Boris Vian et Serge Reggiani: Le déserteur

Boris Vian (1920-1959) a écrit cette chanson en 1954. On en a fait beaucoup de versions. Ici vous pouvez écouter celle de Serge Reggiani, qui commence, comme introduction, avec le célèbre poème écrit par Arthur Rimbaud à l'âge de seize ans: Le dormeur du val.
Il a été écrivain, chanteur, musicien de jazz, ingénieur, scénariste, acteur, peintre et traducteur.
Étudiant extraordinaire, il était le deuxième enfant d'une famille aisée qui aimait toutes les manifestations artistiques; sa mère jouait du piano et de l'harpe, et son père était traducteur d'anglais et d'allemand et écrivait de la poésie.
À Paris, il fréquentait les cafés de Saint-Germain-des Près (café de Flore, café des Deux Margots) et il y a rencontré des intellectuels comme Jean-Paul Sartre, Raymond, Queneau ou Simone de Beauvoir et des artistes comme Juliette Gréco, Miles Davis ou Marcel Mouloudji, qui ont influencé sa production artistique.
Il s'agit d'une chanson très connue internationalement et qui a été traduite à beaucoup de langues. Elle raconte l'histoire d'un homme qui est appelé pour partir à la guerre, qui écrit une lettre au président pour lui annoncer sa décision de déserter et il y encourage tout le monde à faire de la sorte. Voilà pourquoi elle a créé à l'époque une grande polémique et sa version originale a été interdite pendant la guerre d' Indochine.

Boris Vian (1920-1959) escribió esta canción en 1954. Desde entonces se han hecho muchas versiones de ella. Aquí podéis escuchar la de Serge Reggiani, que comienza, como introducción a la canción, con el famoso poema que Arthur Rimbaud escribió cuando tenía 16 años : Le dormeur du val.

• **Données fournies**
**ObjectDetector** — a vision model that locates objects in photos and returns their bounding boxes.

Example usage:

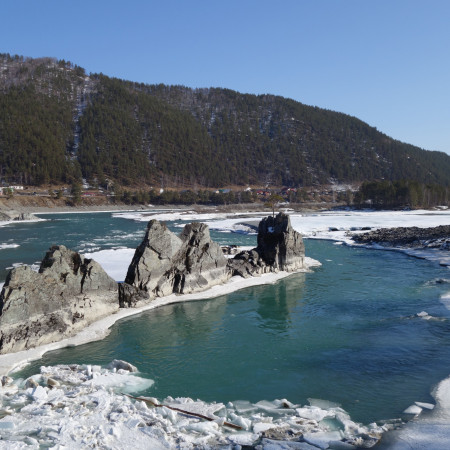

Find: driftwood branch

[122,393,242,430]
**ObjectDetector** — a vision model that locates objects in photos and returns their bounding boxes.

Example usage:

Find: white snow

[0,210,450,450]
[0,363,387,449]
[0,242,20,250]
[83,248,136,281]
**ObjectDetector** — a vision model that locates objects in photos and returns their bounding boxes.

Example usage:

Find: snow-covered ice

[0,364,390,449]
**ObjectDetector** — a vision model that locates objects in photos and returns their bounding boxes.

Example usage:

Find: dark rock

[0,245,119,353]
[228,213,305,278]
[123,220,230,300]
[125,220,182,294]
[155,222,230,296]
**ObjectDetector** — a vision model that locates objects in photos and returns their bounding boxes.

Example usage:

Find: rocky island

[0,213,306,354]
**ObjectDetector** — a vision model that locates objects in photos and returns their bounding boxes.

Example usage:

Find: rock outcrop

[0,245,119,353]
[0,209,37,221]
[119,220,230,307]
[352,225,450,250]
[155,222,230,296]
[228,213,305,278]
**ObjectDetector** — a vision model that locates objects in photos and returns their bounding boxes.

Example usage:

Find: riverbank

[0,257,320,376]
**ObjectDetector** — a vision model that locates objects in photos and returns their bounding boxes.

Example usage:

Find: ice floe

[0,361,393,449]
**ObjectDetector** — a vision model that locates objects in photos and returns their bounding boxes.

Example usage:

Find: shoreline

[0,257,321,376]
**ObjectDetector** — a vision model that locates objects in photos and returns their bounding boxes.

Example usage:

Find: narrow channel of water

[6,220,450,423]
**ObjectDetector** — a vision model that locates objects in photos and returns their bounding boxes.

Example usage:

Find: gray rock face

[228,213,305,278]
[119,220,230,307]
[0,209,37,221]
[155,222,230,296]
[0,245,119,353]
[125,220,182,292]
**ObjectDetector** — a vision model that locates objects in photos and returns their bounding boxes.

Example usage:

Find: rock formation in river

[0,209,37,221]
[352,225,450,250]
[0,245,119,354]
[228,213,305,278]
[119,220,230,307]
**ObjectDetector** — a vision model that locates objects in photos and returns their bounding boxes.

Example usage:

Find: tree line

[354,180,450,209]
[0,54,450,190]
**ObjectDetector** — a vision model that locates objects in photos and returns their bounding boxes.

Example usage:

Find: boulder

[125,220,182,293]
[0,209,38,221]
[155,222,230,296]
[228,213,305,278]
[0,245,119,354]
[119,220,230,307]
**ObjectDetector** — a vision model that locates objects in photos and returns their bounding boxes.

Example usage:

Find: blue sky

[0,0,450,154]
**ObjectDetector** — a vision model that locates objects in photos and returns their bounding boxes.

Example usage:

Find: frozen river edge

[0,257,320,375]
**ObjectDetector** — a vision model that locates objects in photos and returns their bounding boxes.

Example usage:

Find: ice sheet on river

[0,364,389,449]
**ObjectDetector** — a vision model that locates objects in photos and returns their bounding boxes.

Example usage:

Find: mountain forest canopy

[0,54,450,188]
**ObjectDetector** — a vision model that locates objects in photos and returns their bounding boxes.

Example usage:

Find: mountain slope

[0,55,450,187]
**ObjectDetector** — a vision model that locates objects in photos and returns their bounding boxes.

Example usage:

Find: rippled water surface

[0,213,450,423]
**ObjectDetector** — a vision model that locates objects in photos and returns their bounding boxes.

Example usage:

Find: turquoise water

[0,214,450,423]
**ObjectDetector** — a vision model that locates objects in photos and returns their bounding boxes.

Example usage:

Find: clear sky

[0,0,450,154]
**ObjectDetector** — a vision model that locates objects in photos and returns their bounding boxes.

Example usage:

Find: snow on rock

[0,361,394,449]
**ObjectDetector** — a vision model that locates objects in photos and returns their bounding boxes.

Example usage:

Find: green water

[3,214,450,423]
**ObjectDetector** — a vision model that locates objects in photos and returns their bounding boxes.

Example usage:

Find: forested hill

[0,54,450,187]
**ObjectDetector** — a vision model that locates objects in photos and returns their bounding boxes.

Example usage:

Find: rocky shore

[352,225,450,251]
[0,213,305,354]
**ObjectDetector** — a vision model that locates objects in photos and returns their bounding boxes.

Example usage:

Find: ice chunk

[26,386,47,402]
[230,413,252,430]
[232,400,258,414]
[303,431,343,448]
[253,422,276,434]
[308,398,341,409]
[0,421,16,430]
[186,422,220,435]
[295,406,334,422]
[228,433,258,446]
[106,359,138,372]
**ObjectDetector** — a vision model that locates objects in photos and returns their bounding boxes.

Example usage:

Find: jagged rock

[228,213,305,278]
[0,245,119,353]
[155,222,230,296]
[125,220,182,293]
[119,220,230,307]
[0,209,37,221]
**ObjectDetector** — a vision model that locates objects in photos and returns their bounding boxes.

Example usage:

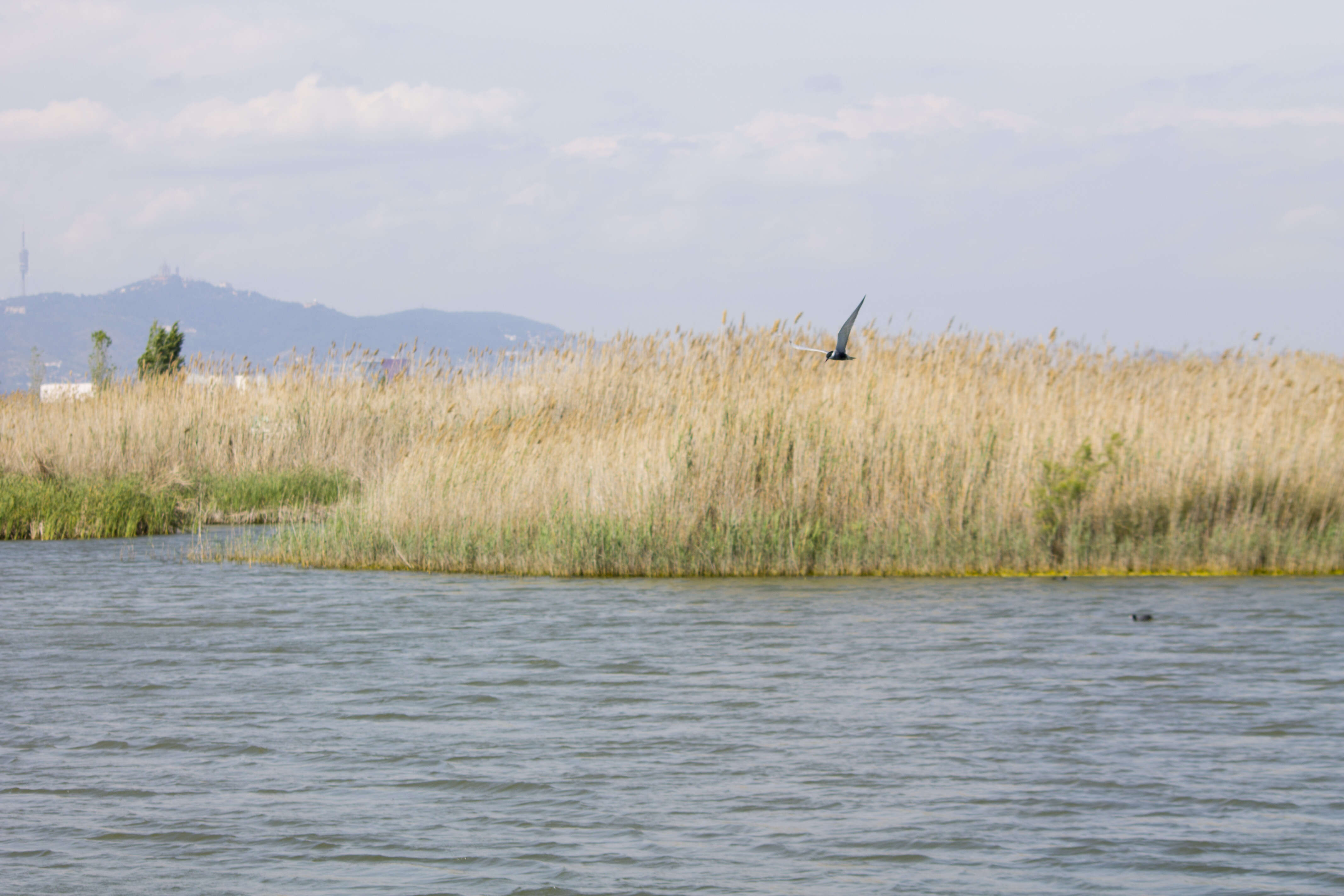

• **Consignes**
1. Répondez aux questions suivantes sur le passage cité :
(a) En quelle année Boris Vian a-t-il écrit la chanson ?
(b) De quelles langues le père de Boris Vian était-il traducteur ?
(c) Pendant quelle guerre la version originale de la chanson a-t-elle été interdite ?
2. Écrivez la suite du passage cité, à partir de sa dernière phrase.

• **Réponses aux consignes**
1.
(a) En 1954.
(b) De l'anglais et de l'allemand.
(c) Pendant la guerre d'Indochine.

2.
Fue escritor, cantante, músico de jazz, ingeniero, guionista, actor, pintor y traductor. Fue un extraordinario estudiante. Era el segundo hijo de una familia acomodada y amante del arte; su madre tocaba el piano y el arpa, su padre era traductor de inglés y alemán y escribía poesía.
En París frecuentaba los cafés de Saint-Germain-des Près (café de Flore et café des Deux Margots) y allí conoció a intelectuales como Jean Paul- Sartre, Raymond, Queneau o Simone de Beauvoir et a artistas como Juliette Gréco, Miles Davis o Marcel Mouloudji, que han influenciado su producción artística.
Se trata de una canción conocida internacionalmente y traducida a muchos idiomas.
Cuenta la historia de un joven que es llamado a filas para ir a la guerra y que escribe una carta al presidente en la que le comunica su decisión de desertar al mismo tiempo que anima a la gente a que haga lo mismo. Por ello fue una canción muy polémica y la versión original fue censurada durante la guerra de Indochina.




Le dormeur du val.
Arthur Rimbaud (1854-1891)

C'est un trou de verdure où chante une rivière,
Accrochant follement aux herbes des haillons
D'argent; où le soleil, de la montagne fière,
Lui: c'est un petit val qui mousse des haillons.

Un soldat jeune, bouche ouverte, tête nue,
Et la nuque baignant dans le frais cresson bleu,
Dort; il est étendu dans l'herbe, sous la nue,
Pâle dans son lit vert où la lumière pleut.

Les pieds dans les glaïeuls, il dort. Souriant comme
Sourirait un enfant malade, il fait un somme:
Nature, berce-le chaudement: il a froid.

Les parfums ne font pas frissonner sa narine;
Il dort dans le soleil, la main sur sa poitrine,
Tranquille.Il a deux trous rouges au côté droit.

Arthur Rimbaud (1870)

El durmiente del valle


Es un claro del bosque donde canta un río
Cuelgan alocadamente de las hierbas harapos
De plata; donde el sol de la altiva montaña
Luce: es un pequeño valle espumoso de luz.

Un soldado, joven, boquiabierto, cabeza desnuda
La nuca bañada en el frescor azul,
Duerme; está tumbado en la hierba, bajo el cielo,
Pálido en su verde lecho donde llueve la luz.

Los pies en los gladiolos, duerme. Sonriendo como
Sonreiría un niño enfermo, se echa un sueño:
Naturaleza, mécelo cálidamente: tiene frío.

Ya no le estremecen los perfumes;
Duerme en el sol, la mano sobre el pecho,
Tranquilo. Tiene dos agujeros rojos en el costado derecho.

Versión de Claire Deloupy



Le déserteur.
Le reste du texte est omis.